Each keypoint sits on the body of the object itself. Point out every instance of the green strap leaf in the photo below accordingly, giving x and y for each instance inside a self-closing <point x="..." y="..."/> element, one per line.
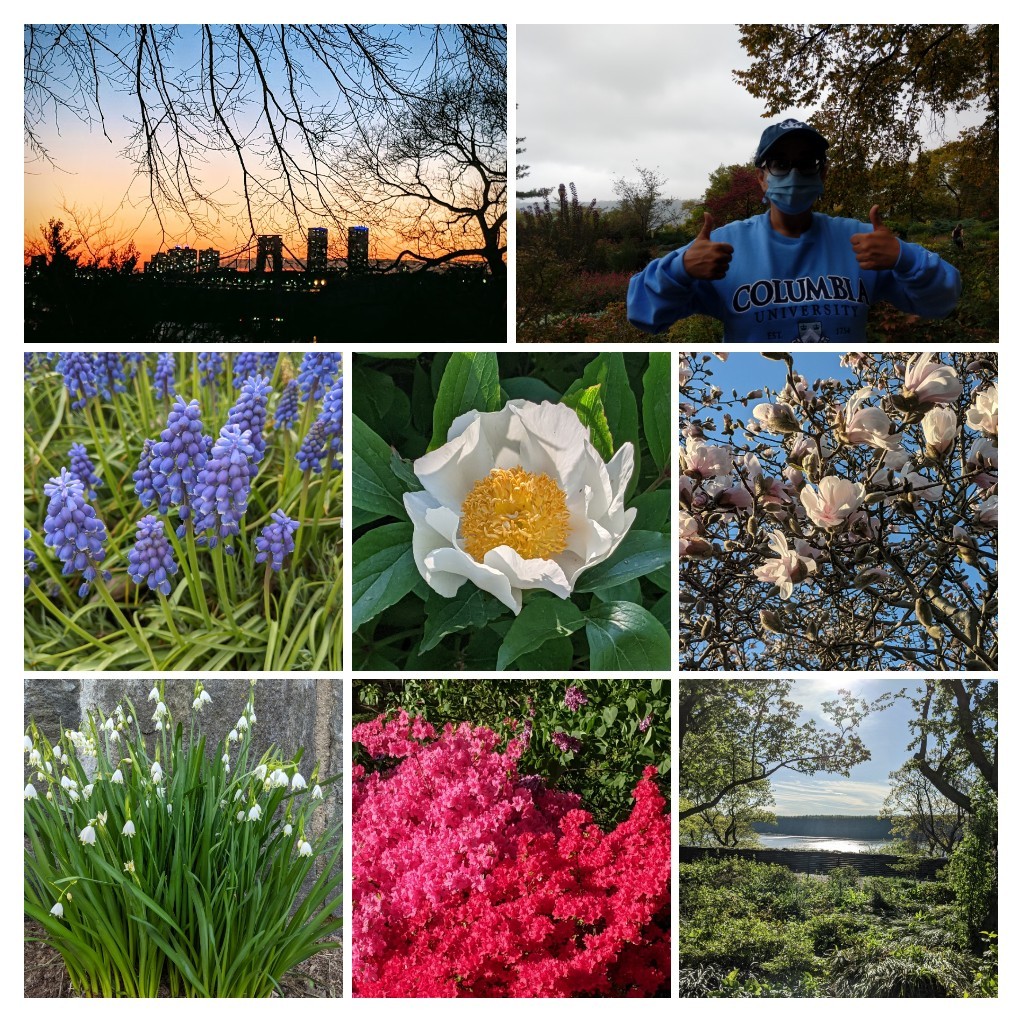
<point x="383" y="570"/>
<point x="542" y="620"/>
<point x="623" y="635"/>
<point x="657" y="408"/>
<point x="469" y="381"/>
<point x="375" y="487"/>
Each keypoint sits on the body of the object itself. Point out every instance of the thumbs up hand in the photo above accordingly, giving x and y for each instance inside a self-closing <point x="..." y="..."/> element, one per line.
<point x="705" y="259"/>
<point x="878" y="249"/>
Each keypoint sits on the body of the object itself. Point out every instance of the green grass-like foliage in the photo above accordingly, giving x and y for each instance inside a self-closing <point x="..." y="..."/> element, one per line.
<point x="197" y="902"/>
<point x="224" y="611"/>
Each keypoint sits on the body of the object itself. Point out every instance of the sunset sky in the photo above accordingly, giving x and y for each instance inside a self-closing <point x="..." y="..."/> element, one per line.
<point x="93" y="178"/>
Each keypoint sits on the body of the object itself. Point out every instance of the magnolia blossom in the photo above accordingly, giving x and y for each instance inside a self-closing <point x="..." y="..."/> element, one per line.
<point x="788" y="568"/>
<point x="517" y="500"/>
<point x="939" y="426"/>
<point x="865" y="425"/>
<point x="931" y="383"/>
<point x="988" y="511"/>
<point x="835" y="501"/>
<point x="778" y="418"/>
<point x="704" y="460"/>
<point x="984" y="413"/>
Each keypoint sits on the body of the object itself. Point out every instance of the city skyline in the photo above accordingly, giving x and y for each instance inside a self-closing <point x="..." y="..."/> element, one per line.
<point x="292" y="141"/>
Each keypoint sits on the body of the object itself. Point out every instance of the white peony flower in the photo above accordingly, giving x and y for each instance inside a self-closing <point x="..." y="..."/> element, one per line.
<point x="517" y="500"/>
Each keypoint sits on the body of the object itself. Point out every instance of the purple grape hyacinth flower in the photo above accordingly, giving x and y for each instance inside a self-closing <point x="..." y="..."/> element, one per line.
<point x="151" y="559"/>
<point x="312" y="451"/>
<point x="276" y="540"/>
<point x="110" y="374"/>
<point x="316" y="373"/>
<point x="246" y="366"/>
<point x="79" y="372"/>
<point x="179" y="457"/>
<point x="82" y="467"/>
<point x="249" y="413"/>
<point x="221" y="494"/>
<point x="210" y="367"/>
<point x="287" y="413"/>
<point x="30" y="559"/>
<point x="574" y="697"/>
<point x="73" y="529"/>
<point x="143" y="478"/>
<point x="163" y="379"/>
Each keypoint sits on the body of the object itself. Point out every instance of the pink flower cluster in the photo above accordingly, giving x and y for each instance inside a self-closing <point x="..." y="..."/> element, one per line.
<point x="470" y="880"/>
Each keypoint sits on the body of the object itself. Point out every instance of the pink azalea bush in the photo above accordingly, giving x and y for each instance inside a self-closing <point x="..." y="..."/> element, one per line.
<point x="472" y="880"/>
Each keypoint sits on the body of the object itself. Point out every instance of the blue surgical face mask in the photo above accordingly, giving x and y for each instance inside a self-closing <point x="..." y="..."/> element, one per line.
<point x="794" y="193"/>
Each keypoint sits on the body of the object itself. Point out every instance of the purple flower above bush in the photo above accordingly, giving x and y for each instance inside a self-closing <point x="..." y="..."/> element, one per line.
<point x="275" y="541"/>
<point x="574" y="697"/>
<point x="287" y="414"/>
<point x="565" y="742"/>
<point x="316" y="374"/>
<point x="79" y="372"/>
<point x="73" y="529"/>
<point x="151" y="560"/>
<point x="163" y="379"/>
<point x="81" y="466"/>
<point x="221" y="495"/>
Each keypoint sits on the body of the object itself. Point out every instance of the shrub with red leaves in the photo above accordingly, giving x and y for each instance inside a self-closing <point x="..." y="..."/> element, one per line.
<point x="471" y="880"/>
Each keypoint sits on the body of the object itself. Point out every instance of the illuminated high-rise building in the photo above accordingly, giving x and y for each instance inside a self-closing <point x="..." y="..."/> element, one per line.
<point x="358" y="250"/>
<point x="209" y="260"/>
<point x="316" y="250"/>
<point x="268" y="246"/>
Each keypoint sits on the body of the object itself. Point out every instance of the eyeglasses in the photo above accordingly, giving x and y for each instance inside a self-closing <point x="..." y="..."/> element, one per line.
<point x="779" y="166"/>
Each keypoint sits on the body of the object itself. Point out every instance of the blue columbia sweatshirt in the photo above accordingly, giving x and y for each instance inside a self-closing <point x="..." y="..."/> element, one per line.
<point x="781" y="290"/>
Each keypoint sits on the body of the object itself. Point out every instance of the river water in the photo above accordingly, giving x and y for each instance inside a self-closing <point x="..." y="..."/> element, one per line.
<point x="835" y="844"/>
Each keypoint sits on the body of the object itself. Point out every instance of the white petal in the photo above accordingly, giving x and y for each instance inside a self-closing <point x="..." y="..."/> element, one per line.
<point x="456" y="562"/>
<point x="526" y="573"/>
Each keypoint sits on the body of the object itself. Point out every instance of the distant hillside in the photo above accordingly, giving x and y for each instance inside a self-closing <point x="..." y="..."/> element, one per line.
<point x="836" y="825"/>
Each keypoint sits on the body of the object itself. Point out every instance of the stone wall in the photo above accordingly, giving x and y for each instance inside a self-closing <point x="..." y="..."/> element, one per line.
<point x="291" y="714"/>
<point x="818" y="861"/>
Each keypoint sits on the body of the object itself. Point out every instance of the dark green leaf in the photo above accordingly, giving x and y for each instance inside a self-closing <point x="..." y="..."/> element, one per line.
<point x="625" y="636"/>
<point x="383" y="570"/>
<point x="588" y="406"/>
<point x="469" y="381"/>
<point x="375" y="487"/>
<point x="657" y="427"/>
<point x="541" y="620"/>
<point x="470" y="608"/>
<point x="639" y="553"/>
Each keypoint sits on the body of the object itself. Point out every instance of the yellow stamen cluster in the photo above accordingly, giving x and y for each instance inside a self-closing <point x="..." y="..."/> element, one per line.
<point x="526" y="511"/>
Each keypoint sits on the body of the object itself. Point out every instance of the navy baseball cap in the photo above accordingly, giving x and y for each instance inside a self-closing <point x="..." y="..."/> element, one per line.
<point x="773" y="133"/>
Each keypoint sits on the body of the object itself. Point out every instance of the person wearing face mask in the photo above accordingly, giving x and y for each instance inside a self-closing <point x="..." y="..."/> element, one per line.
<point x="792" y="273"/>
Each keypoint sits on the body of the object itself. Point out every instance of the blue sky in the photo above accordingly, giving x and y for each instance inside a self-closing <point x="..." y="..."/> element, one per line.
<point x="885" y="732"/>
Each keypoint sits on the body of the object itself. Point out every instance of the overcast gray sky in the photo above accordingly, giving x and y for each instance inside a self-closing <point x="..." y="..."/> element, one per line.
<point x="593" y="100"/>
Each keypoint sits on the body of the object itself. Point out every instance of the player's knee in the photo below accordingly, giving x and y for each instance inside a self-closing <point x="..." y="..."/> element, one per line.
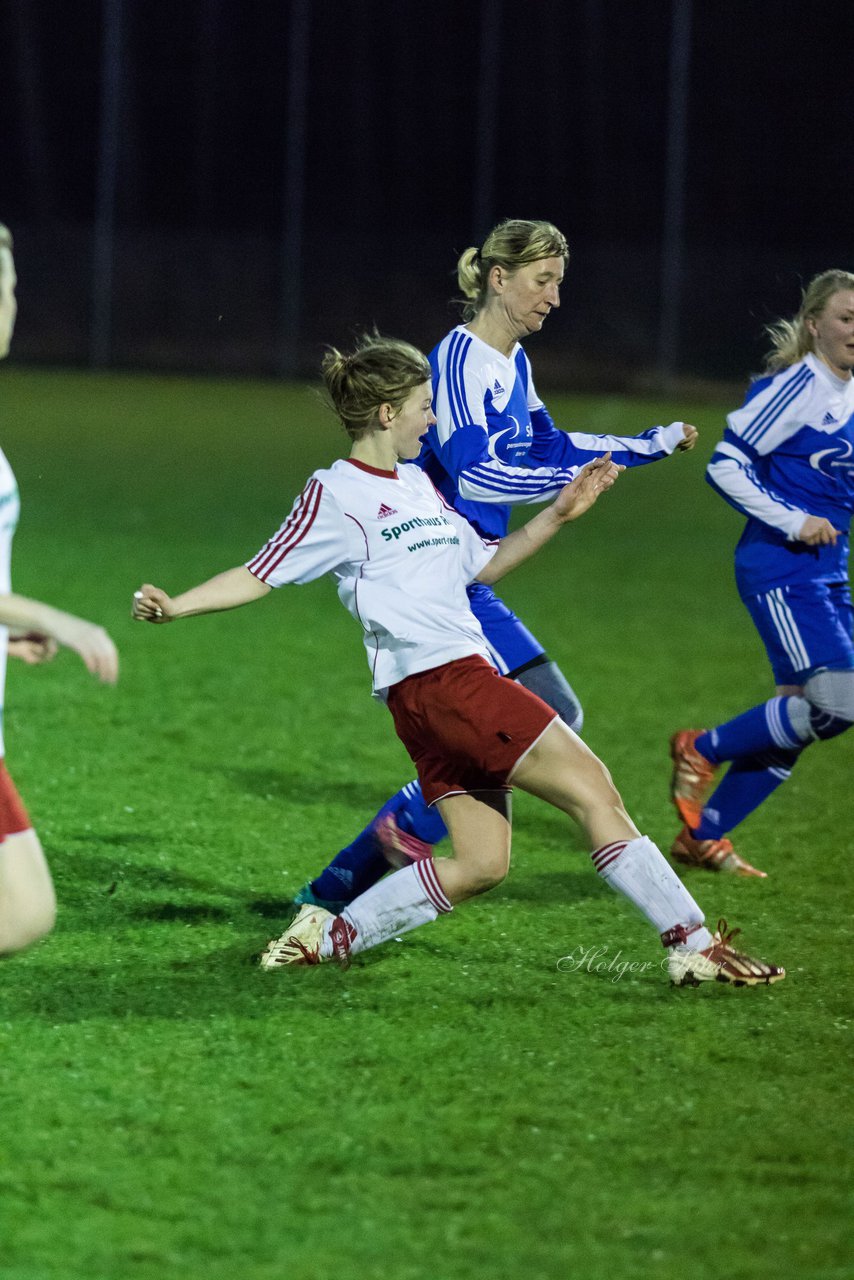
<point x="548" y="682"/>
<point x="27" y="927"/>
<point x="484" y="872"/>
<point x="831" y="703"/>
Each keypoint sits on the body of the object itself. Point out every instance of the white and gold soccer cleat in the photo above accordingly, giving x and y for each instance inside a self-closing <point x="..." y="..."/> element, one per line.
<point x="720" y="963"/>
<point x="300" y="944"/>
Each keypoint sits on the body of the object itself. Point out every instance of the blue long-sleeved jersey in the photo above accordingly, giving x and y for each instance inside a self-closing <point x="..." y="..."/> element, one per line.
<point x="494" y="446"/>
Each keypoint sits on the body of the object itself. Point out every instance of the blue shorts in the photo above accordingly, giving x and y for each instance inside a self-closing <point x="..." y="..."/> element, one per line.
<point x="804" y="627"/>
<point x="511" y="644"/>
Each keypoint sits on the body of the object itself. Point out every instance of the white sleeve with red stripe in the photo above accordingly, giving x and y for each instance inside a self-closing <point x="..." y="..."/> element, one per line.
<point x="314" y="539"/>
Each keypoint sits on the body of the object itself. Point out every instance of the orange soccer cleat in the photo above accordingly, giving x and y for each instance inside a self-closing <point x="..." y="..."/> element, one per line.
<point x="711" y="855"/>
<point x="693" y="776"/>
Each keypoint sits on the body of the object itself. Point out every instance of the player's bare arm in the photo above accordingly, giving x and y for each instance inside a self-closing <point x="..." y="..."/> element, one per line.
<point x="32" y="647"/>
<point x="572" y="501"/>
<point x="228" y="590"/>
<point x="817" y="531"/>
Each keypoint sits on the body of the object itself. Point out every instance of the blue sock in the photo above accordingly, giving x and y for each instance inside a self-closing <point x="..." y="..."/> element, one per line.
<point x="747" y="785"/>
<point x="361" y="863"/>
<point x="766" y="727"/>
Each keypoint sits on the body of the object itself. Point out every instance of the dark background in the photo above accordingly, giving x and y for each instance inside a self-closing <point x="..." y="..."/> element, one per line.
<point x="214" y="186"/>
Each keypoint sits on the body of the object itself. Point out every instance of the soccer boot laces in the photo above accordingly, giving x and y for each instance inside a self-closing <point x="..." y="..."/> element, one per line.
<point x="693" y="776"/>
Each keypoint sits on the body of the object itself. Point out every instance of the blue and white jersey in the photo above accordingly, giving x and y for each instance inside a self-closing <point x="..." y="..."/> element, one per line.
<point x="9" y="512"/>
<point x="788" y="453"/>
<point x="494" y="444"/>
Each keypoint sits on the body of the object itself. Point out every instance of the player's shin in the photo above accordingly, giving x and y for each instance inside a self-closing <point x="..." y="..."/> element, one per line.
<point x="638" y="869"/>
<point x="402" y="901"/>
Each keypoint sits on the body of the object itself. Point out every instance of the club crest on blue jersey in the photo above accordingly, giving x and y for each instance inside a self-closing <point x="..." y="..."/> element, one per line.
<point x="829" y="461"/>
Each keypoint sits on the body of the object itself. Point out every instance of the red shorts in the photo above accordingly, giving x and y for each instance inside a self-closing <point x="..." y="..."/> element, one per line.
<point x="13" y="816"/>
<point x="465" y="726"/>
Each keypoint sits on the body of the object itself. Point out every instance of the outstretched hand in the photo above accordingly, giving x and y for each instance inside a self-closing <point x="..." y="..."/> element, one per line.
<point x="592" y="480"/>
<point x="151" y="604"/>
<point x="817" y="531"/>
<point x="689" y="438"/>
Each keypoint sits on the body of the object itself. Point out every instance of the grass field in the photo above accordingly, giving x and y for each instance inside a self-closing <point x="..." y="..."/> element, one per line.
<point x="460" y="1104"/>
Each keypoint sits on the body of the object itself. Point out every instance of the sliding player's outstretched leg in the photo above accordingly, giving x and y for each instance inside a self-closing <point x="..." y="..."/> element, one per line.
<point x="562" y="771"/>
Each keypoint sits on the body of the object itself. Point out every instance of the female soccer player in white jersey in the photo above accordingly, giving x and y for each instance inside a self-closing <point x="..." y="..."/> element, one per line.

────────────────

(Task instructions): Convert everything from the line containing "of the sliding" down to the end of the data into a Markdown table with two columns, Number and Data line. Give each non-blank line its own row, numbered in order.

(Solution to the exercise):
| Number | Data line |
|---|---|
| 1 | Each keypoint sits on the body of the object itself. Point out every instance of the sliding player's outstretched leg in the photo above accordingly, giving x and y for each instance inside a self-closing <point x="..." y="..."/> element, one per line. |
| 2 | <point x="562" y="771"/> |
| 3 | Each keypoint sits on the body of the object itself. Point out every instance of the female soccer player in white jersey in the photo above accordingly, giving x and y for each instance inside a self-closing <point x="..." y="..."/> element, one per line. |